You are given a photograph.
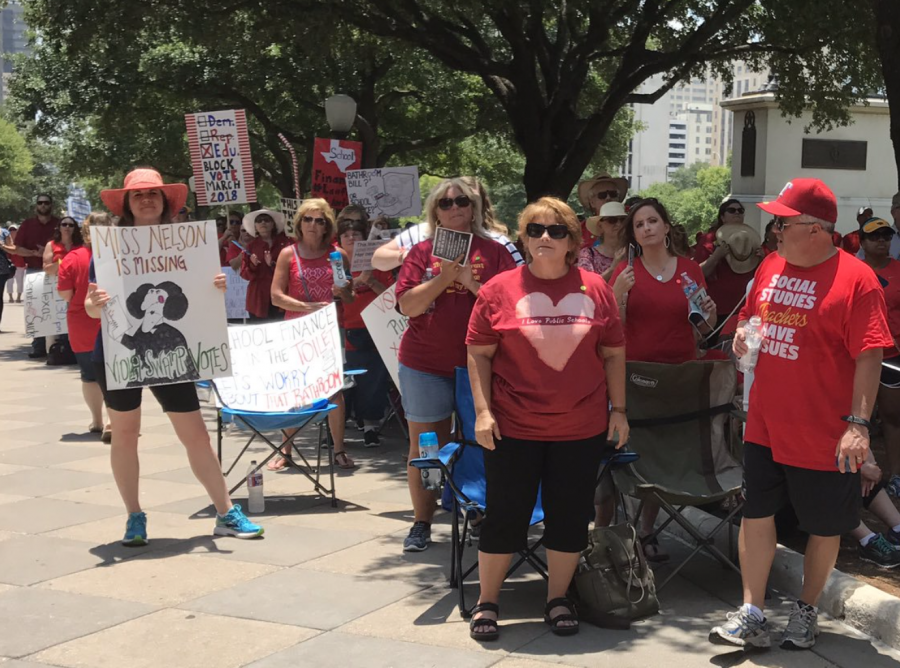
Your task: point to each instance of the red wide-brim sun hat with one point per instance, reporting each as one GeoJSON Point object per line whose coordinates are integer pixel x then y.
{"type": "Point", "coordinates": [145, 179]}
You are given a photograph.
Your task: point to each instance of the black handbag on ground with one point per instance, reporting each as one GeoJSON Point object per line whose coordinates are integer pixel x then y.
{"type": "Point", "coordinates": [613, 582]}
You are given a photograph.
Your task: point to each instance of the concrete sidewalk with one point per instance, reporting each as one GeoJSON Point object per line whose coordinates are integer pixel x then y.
{"type": "Point", "coordinates": [325, 587]}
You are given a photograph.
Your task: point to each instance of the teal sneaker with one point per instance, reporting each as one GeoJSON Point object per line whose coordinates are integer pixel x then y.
{"type": "Point", "coordinates": [136, 530]}
{"type": "Point", "coordinates": [235, 523]}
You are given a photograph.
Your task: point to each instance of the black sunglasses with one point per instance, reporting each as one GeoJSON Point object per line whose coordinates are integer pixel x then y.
{"type": "Point", "coordinates": [446, 203]}
{"type": "Point", "coordinates": [536, 231]}
{"type": "Point", "coordinates": [607, 194]}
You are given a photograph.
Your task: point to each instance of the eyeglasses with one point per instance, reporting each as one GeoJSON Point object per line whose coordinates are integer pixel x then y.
{"type": "Point", "coordinates": [606, 194]}
{"type": "Point", "coordinates": [780, 224]}
{"type": "Point", "coordinates": [446, 203]}
{"type": "Point", "coordinates": [536, 231]}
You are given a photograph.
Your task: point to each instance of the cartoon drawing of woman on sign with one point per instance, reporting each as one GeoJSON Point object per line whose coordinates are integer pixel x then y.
{"type": "Point", "coordinates": [161, 348]}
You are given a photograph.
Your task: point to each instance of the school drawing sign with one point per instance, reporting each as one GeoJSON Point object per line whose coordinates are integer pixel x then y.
{"type": "Point", "coordinates": [331, 160]}
{"type": "Point", "coordinates": [45, 310]}
{"type": "Point", "coordinates": [165, 320]}
{"type": "Point", "coordinates": [220, 156]}
{"type": "Point", "coordinates": [286, 365]}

Work task: Leaving the pictures out, transcribe the entries above exactly as written.

Output of the exercise:
You are given a photograph.
Your task: point to each instance of the red wide-brim sun hat with one point per instance, reporting each as one GeoJSON Point object per line whose coordinates are integer pixel x then y.
{"type": "Point", "coordinates": [145, 179]}
You are given a photograph.
Your task: point to each instance of the black handbag on ground with one point per instance, reporting each as one GeoJSON Point object per line whose coordinates are integer pixel x then y.
{"type": "Point", "coordinates": [613, 582]}
You are given a photograph.
Your task: point to each instance of the concrete sidewalk with one point per instance, reporting each as one GeoJSON Point object per line whose coordinates are integer pixel x then y.
{"type": "Point", "coordinates": [325, 587]}
You are given a photograph.
Your task: point to each instance of the teal sneaker with one point per instance, reporting each as one GeoJSON Point object per line whose coordinates are integer pixel x then y.
{"type": "Point", "coordinates": [136, 530]}
{"type": "Point", "coordinates": [235, 523]}
You are given a photograph.
Your task: point to each instance of the black sunglasses with one point per instance, reporting each as one GeoJSON Point object per line whose coordinates are integer pixel x then y.
{"type": "Point", "coordinates": [446, 203]}
{"type": "Point", "coordinates": [536, 231]}
{"type": "Point", "coordinates": [607, 194]}
You are given a photograph.
Your task: point to each instance of the eyeglasses with one point per instance, reporting each as one GeoJSON Point object per line whose coordinates are integer pixel x then y.
{"type": "Point", "coordinates": [606, 194]}
{"type": "Point", "coordinates": [780, 224]}
{"type": "Point", "coordinates": [446, 203]}
{"type": "Point", "coordinates": [536, 231]}
You are given a photograph.
Your task: point to each instance of the cartoon drawing of woman on sign with one point per instance, reporting each as one GeoJSON Point object per line whose coordinates are integer pixel x then y.
{"type": "Point", "coordinates": [161, 348]}
You are given a photograph.
Your task: point to each instance of the school drawing sign with one point per instance, reporting each as one GeoJSON Point object per line whose coordinates are integer pixel x then y.
{"type": "Point", "coordinates": [331, 160]}
{"type": "Point", "coordinates": [45, 310]}
{"type": "Point", "coordinates": [165, 320]}
{"type": "Point", "coordinates": [220, 156]}
{"type": "Point", "coordinates": [286, 365]}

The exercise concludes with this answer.